# Aim of the task:
Gather every line in the records below that contains the word "blue".

[Natural-language object grounding data]
━━━━
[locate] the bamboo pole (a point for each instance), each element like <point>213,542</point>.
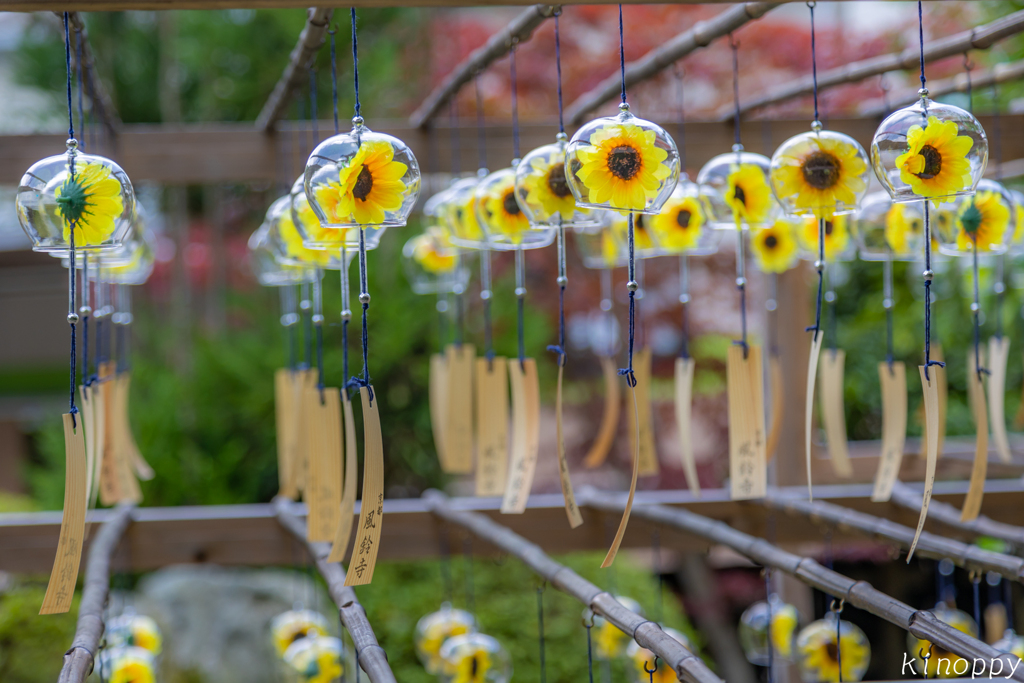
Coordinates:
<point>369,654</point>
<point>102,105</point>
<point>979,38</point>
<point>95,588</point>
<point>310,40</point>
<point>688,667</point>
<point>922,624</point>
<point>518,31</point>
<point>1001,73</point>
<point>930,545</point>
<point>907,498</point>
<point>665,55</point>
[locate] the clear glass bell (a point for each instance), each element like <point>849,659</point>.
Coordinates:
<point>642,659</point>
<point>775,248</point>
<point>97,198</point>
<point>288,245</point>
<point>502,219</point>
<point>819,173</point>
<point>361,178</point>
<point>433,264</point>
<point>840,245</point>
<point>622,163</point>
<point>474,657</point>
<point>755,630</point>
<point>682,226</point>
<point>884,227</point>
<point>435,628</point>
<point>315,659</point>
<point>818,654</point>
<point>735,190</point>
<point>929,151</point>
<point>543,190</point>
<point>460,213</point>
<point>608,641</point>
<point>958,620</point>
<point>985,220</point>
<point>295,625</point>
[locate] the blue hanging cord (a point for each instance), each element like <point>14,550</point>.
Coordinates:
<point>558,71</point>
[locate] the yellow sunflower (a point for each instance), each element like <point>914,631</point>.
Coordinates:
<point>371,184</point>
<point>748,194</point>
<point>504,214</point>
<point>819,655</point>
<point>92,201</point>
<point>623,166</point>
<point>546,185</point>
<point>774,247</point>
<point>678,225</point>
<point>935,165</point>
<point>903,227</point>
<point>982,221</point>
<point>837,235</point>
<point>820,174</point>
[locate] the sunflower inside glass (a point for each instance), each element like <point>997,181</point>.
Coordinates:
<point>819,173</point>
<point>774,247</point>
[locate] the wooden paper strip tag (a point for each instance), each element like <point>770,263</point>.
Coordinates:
━━━━
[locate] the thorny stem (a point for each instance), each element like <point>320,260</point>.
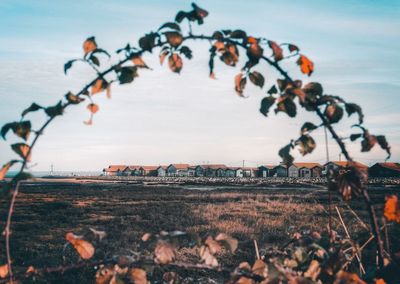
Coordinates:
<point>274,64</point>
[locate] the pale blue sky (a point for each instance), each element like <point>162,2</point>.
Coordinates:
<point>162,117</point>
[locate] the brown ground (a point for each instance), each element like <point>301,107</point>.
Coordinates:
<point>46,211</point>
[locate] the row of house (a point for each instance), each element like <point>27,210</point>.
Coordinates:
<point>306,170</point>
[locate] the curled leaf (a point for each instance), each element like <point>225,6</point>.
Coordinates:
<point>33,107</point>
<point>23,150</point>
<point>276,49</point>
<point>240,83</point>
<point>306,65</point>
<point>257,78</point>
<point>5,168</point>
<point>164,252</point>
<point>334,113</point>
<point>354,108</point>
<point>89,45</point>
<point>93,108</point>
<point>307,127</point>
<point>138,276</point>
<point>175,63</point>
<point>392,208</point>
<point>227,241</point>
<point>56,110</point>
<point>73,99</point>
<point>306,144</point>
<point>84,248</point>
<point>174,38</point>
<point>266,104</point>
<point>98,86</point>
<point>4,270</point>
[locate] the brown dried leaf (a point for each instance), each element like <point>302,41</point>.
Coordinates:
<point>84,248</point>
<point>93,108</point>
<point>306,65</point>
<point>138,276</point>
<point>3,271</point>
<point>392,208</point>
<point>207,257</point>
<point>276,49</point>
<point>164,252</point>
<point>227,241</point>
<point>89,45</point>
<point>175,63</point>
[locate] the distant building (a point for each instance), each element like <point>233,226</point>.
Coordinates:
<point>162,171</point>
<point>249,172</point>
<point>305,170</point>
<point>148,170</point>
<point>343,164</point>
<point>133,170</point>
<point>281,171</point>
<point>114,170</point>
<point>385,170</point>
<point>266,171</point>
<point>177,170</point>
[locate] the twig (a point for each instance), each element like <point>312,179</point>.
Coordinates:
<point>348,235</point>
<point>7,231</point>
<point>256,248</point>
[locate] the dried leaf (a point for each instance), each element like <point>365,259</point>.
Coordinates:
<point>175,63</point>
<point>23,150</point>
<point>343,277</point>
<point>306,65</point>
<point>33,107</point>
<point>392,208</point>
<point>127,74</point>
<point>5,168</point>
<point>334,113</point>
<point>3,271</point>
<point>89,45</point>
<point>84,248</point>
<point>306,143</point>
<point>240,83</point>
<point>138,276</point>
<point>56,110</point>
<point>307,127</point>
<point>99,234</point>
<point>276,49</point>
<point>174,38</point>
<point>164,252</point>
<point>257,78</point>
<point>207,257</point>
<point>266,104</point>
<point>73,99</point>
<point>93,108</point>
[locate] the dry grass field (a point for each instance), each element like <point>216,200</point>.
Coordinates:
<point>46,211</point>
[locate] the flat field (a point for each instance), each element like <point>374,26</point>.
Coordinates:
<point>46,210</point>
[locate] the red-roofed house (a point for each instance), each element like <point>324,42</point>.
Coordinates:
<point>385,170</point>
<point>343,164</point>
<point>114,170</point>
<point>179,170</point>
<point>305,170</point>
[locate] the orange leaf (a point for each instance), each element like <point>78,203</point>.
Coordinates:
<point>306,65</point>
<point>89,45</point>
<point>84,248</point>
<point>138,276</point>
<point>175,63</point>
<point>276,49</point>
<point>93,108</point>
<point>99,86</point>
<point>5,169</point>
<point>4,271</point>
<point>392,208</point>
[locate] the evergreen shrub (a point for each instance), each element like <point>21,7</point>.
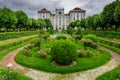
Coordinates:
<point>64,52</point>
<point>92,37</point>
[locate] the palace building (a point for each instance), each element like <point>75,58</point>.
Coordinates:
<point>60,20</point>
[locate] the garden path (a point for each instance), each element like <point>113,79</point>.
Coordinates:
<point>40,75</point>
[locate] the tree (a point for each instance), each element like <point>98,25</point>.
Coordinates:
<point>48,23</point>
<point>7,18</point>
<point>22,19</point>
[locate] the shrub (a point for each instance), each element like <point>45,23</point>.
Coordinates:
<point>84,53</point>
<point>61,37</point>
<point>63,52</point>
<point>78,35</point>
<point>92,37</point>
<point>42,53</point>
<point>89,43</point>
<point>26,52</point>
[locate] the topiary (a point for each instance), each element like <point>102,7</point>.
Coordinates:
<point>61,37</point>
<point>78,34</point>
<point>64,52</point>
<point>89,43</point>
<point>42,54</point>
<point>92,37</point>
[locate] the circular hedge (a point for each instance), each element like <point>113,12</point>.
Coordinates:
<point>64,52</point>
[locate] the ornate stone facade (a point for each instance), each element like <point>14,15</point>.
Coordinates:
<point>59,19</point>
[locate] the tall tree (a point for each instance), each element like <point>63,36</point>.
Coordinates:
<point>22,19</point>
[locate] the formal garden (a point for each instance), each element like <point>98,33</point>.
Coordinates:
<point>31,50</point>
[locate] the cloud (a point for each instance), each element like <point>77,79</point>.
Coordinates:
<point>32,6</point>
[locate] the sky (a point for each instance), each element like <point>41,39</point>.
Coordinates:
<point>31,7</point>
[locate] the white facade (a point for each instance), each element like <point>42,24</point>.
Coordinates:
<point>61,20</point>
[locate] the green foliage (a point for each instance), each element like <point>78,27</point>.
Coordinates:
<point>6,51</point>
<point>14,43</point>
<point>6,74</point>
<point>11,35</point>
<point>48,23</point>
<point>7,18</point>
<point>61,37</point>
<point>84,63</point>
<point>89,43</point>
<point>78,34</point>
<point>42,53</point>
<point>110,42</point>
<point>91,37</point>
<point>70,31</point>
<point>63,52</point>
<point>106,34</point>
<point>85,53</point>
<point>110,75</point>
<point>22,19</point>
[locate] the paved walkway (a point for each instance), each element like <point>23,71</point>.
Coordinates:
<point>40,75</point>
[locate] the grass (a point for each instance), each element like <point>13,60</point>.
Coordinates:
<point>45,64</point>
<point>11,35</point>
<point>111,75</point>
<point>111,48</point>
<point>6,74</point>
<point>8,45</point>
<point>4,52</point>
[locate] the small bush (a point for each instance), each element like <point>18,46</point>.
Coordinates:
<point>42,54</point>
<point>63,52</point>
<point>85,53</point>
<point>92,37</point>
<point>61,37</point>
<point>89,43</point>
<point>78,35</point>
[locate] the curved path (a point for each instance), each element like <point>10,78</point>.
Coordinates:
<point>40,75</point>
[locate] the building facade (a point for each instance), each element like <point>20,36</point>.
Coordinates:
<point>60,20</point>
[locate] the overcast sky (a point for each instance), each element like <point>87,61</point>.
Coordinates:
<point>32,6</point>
━━━━
# Written solution:
[locate] the blue hanging cord (a point for each instance), each element like <point>14,550</point>.
[locate] the pale blue sky (a point for each instance), each element like <point>162,2</point>.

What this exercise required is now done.